───── Selected excerpt ─────

In April, the British government asked the United States of America and Russia if they were interested in alliances, but both parties rejected the offer.[9] In May 1857, the Indian Mutiny became serious. British troops destined for China were diverted to India,[6] which was considered the priority issue.

Intervention of France

The execution of the Paris Foreign Missions Society missionary Auguste Chapdelaine was the official cause of the French involvement in the Second Opium War.

France joined the British action against China, prompted by complaints from their envoy, Baron Jean-Baptiste Louis Gros, over the execution of a French missionary, Father Auguste Chapdelaine,[11] by Chinese local authorities in Guangxi province, which at that time was not open to foreigners.[12]

The British and the French joined forces under Admiral Sir Michael Seymour. The British army, which was led by Lord Elgin, and the French army, which was led by Jean-Baptiste Louis Gros, jointly attacked and occupied Canton (now known as Guangzhou) in late 1857. A joint committee of the Alliance was formed. The Allies left the city governor at his original post in order to maintain order on behalf of the victors. The British-French alliance maintained control of Canton for nearly four years.

The coalition then cruised north to briefly capture the Taku Forts near Tientsin (now known as Tianjin) in May 1858.

Intervention by other states

The United States and Russia sent envoys to Hong Kong to offer military help to the British and French, though in the end Russia sent no military aid.[7]

The U.S. was involved in a minor concurrent conflict during the war, although they ignored the UK's offer of alliance and did not coordinate with the Anglo-French forces. In 1856, the Chinese garrison at Canton shelled a United States Navy steamer;[10] the U.S. Navy retaliated in the Battle of the Pearl River Forts. The ships bombarded then attacked the river forts near Canton, taking them. Diplomatic efforts were renewed afterward, and the American and Chinese governments signed an agreement for U.S. neutrality in the Second Opium War.

Despite the U.S. government's promise of neutrality, the USS San Jacinto aided the Anglo-French alliance in the bombardment of the Taku Forts in 1859.

───── Working data ─────

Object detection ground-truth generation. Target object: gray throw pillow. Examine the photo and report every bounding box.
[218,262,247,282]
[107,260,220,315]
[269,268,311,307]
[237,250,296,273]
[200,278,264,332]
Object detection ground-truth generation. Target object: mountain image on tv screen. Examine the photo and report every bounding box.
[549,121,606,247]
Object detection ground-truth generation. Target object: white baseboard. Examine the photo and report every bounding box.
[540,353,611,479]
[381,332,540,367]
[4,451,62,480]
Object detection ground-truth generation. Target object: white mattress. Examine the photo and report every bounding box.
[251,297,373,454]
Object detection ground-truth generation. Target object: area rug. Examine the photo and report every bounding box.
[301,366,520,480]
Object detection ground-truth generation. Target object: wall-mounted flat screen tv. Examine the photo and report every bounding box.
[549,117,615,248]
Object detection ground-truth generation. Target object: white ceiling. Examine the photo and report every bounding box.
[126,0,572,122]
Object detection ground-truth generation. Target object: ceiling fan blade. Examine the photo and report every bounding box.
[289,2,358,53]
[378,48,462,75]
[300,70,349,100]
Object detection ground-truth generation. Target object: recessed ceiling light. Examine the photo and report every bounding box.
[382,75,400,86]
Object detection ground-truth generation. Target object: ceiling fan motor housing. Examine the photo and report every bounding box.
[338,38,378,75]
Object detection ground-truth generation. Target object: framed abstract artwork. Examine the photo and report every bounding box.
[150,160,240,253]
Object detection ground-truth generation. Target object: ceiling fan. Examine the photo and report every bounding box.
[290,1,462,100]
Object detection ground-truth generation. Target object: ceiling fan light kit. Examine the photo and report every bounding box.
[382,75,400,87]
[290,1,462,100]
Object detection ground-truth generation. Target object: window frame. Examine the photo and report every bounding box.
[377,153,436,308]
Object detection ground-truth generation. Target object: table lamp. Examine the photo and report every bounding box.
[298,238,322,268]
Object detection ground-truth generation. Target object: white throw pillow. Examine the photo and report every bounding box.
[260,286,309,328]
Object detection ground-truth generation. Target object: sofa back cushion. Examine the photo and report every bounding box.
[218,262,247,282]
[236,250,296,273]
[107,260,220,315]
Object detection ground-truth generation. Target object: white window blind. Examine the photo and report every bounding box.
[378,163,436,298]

─────

**Your tasks**
a) Repeat the part of the Second Opium War text that opens with the words containing "In April, the" and closes with "the priority issue.".
b) Rewrite the records from the line containing "object: white throw" through the end of the records, with "Target object" replaced by "Object class" and everything else unchanged. Output only those lines.

**Final results**
a)
In April, the British government asked the United States of America and Russia if they were interested in alliances, but both parties rejected the offer.[9] In May 1857, the Indian Mutiny became serious. British troops destined for China were diverted to India,[6] which was considered the priority issue.

b)
Object detection ground-truth generation. Object class: white throw pillow. Examine the photo and report every bounding box.
[260,286,309,328]
Object detection ground-truth generation. Object class: sofa back cushion. Examine the photo and report every bounding box.
[218,262,247,282]
[236,250,296,273]
[107,260,220,315]
Object detection ground-truth generation. Object class: white window blind. Examine the photo and report every bounding box.
[378,163,436,298]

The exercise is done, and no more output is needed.